What to produce:
Word for word, repeat each entry that follows.

START Recorded data

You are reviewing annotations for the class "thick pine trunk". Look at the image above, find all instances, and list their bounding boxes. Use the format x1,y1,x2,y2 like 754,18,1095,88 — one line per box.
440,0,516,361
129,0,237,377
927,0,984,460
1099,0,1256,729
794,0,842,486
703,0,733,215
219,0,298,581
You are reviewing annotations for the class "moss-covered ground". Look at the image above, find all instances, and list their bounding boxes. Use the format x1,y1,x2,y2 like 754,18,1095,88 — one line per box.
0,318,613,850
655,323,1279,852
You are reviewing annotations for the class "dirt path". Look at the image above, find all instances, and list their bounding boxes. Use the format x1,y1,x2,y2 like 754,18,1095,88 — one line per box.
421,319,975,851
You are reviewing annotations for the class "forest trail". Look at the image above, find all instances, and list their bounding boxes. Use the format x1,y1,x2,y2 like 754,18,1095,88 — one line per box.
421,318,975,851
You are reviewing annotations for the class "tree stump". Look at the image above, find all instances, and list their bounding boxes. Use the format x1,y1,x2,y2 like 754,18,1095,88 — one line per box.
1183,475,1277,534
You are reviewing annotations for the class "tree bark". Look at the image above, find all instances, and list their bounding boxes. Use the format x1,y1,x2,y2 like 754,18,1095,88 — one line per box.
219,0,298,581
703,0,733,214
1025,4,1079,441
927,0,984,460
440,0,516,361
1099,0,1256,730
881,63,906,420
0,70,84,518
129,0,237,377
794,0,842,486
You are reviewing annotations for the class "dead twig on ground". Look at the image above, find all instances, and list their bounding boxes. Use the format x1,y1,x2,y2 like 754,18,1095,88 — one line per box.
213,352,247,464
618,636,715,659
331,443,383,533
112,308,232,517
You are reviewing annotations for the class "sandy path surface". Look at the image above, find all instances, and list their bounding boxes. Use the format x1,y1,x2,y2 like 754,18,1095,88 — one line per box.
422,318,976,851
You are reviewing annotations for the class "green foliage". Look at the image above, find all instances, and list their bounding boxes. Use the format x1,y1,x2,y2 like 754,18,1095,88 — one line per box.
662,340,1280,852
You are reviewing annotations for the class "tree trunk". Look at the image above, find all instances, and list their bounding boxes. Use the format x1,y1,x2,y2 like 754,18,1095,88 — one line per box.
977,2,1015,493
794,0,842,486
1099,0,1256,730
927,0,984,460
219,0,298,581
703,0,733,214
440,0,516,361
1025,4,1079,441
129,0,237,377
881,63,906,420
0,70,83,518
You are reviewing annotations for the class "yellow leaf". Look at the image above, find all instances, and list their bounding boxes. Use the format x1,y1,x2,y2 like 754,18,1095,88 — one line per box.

END Recorded data

Reply:
You are reviewing annotations for the class "thick pine trunk". Look at the image above, find all instances, and list their bounding boxes. Use the format x1,y1,x2,y2 like 754,18,1095,88 — one line per box.
440,0,516,361
129,0,237,377
927,0,984,460
1099,0,1256,729
794,0,842,486
703,0,733,215
219,0,298,581
You are reviewing annotations for the class "moss-covered ground". Look at the image above, find all instances, and list their bounding boxes. Use the format x1,y1,x2,y2 like 754,18,1095,88 — one line per box.
0,318,613,850
655,323,1279,852
You are reviewing annotations for the class "dirt path". Look at the image above, find all instances, and list their bounding boxes. Use the format x1,y1,x2,y2 like 754,18,1095,88 — one line per box.
421,319,975,851
You are reviewing annotations for the class "forest trail". Look at the image above, find all instances, and list their bounding boxes. Use the format x1,y1,x2,y2 like 754,18,1095,88 — one line per box.
421,318,975,851
You are reviewing annotations for the class "tree stump". Look at the image above, find all instances, and list their bounding boxes. Use the format x1,y1,x2,y2 like 754,18,1095,88 — one line per box.
1183,475,1277,534
You are reviewing annotations for the class "tree bark". Look at the image above, find all instances, and list their bounding boxes. Use the format x1,y1,x2,y2 like 754,18,1095,88 — one line per box.
219,0,298,581
703,0,733,214
1025,4,1079,441
927,0,984,460
440,0,516,361
1099,0,1256,730
881,63,906,420
0,70,84,518
129,0,237,377
794,0,842,486
You are reviewing annotations for the class "dead twig on ground". Look at the image above, find all instances, and list their bounding boxes. Use the format x1,y1,x2,y2 like 754,18,1095,88 — one line per box.
213,352,247,464
618,636,715,659
331,443,383,533
112,308,232,517
You are reviewing annotations for the class "sandy path surface". Look at the image above, find all instances, and list their bounding boxes. Use the format x1,y1,x2,y2 like 754,18,1095,88 — one line per box.
422,318,976,851
You are reviewing annotations for the class "green foliage". Look at the image above, find all instances, and list their bounding boxes. Use the format x1,y1,x2,y2 like 754,18,1095,88 — one line per box.
662,340,1280,852
You are reviewing annotations for the class "tree trunk". Look at the image above, find all instances, and list their bounding boxes. Use the format x1,y1,x2,y2 like 754,18,1095,88 — one line per box.
977,2,1015,493
794,0,842,486
1099,0,1256,730
927,0,984,460
219,0,298,581
703,0,733,214
440,0,516,361
1025,4,1079,441
129,0,237,377
881,63,906,420
0,70,83,518
You are reviewing annotations for the class "yellow leaf". Look at the image above, find all instances, and list their bounding boxes. Use the format x1,y1,x2,y2 like 754,18,1095,88 — one line per box.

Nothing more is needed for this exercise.